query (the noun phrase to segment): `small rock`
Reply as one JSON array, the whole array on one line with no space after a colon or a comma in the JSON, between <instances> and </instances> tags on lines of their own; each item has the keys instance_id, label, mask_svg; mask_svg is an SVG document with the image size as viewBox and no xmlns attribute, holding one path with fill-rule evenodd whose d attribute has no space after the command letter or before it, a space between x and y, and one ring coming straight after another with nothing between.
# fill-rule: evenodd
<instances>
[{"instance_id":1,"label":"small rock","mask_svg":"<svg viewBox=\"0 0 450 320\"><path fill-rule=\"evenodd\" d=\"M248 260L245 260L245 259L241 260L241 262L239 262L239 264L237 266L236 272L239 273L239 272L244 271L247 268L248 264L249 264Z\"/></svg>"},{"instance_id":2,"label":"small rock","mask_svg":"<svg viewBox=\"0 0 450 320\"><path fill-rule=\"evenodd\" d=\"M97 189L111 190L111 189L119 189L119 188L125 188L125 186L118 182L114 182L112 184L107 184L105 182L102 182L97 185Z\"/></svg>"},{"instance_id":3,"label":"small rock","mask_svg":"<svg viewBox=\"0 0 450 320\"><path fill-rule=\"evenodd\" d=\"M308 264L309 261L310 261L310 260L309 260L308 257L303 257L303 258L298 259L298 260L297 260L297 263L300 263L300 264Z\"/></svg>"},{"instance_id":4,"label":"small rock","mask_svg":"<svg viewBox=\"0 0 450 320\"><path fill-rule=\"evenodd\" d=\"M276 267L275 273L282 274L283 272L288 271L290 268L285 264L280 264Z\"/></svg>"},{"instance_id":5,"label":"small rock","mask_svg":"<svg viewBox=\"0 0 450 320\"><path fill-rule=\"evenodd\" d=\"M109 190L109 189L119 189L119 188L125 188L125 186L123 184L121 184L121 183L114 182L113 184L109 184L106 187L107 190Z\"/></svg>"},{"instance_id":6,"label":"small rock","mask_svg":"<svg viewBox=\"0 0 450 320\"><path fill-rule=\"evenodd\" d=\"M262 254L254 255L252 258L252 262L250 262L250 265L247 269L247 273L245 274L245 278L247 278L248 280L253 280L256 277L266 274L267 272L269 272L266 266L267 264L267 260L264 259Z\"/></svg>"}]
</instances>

*Try it*. Start to finish, output the whole listing exactly.

*Answer*.
query (the noun phrase to segment): `small rock`
Reply as one JSON array, the whole array on one line with no space after a colon or a comma in the JSON, between <instances> and </instances> tags on lines of their own; each item has the keys instance_id, label, mask_svg; mask_svg is an SVG document with the image size as viewBox and no xmlns attribute, holding one path with fill-rule evenodd whose d attribute has no space after the command letter or before it, a space between x and y, and one ring coming straight after another with nothing between.
# fill-rule: evenodd
<instances>
[{"instance_id":1,"label":"small rock","mask_svg":"<svg viewBox=\"0 0 450 320\"><path fill-rule=\"evenodd\" d=\"M248 260L245 260L245 259L241 260L241 262L239 262L239 264L237 266L236 272L239 273L239 272L244 271L247 268L248 264L249 264Z\"/></svg>"},{"instance_id":2,"label":"small rock","mask_svg":"<svg viewBox=\"0 0 450 320\"><path fill-rule=\"evenodd\" d=\"M97 189L111 190L111 189L119 189L119 188L125 188L125 186L118 182L114 182L112 184L107 184L105 182L102 182L97 185Z\"/></svg>"},{"instance_id":3,"label":"small rock","mask_svg":"<svg viewBox=\"0 0 450 320\"><path fill-rule=\"evenodd\" d=\"M308 264L309 261L310 261L310 260L309 260L308 257L303 257L303 258L298 259L298 260L297 260L297 263L300 263L300 264Z\"/></svg>"},{"instance_id":4,"label":"small rock","mask_svg":"<svg viewBox=\"0 0 450 320\"><path fill-rule=\"evenodd\" d=\"M276 267L275 273L282 274L283 272L288 271L290 268L285 264L280 264Z\"/></svg>"},{"instance_id":5,"label":"small rock","mask_svg":"<svg viewBox=\"0 0 450 320\"><path fill-rule=\"evenodd\" d=\"M109 190L109 189L119 189L119 188L125 188L125 186L123 184L121 184L121 183L114 182L113 184L109 184L106 187L107 190Z\"/></svg>"},{"instance_id":6,"label":"small rock","mask_svg":"<svg viewBox=\"0 0 450 320\"><path fill-rule=\"evenodd\" d=\"M262 254L254 255L252 258L252 262L250 262L250 265L247 269L247 273L245 274L245 278L247 278L248 280L253 280L256 277L266 274L267 272L269 272L266 266L267 264L267 260L264 259Z\"/></svg>"}]
</instances>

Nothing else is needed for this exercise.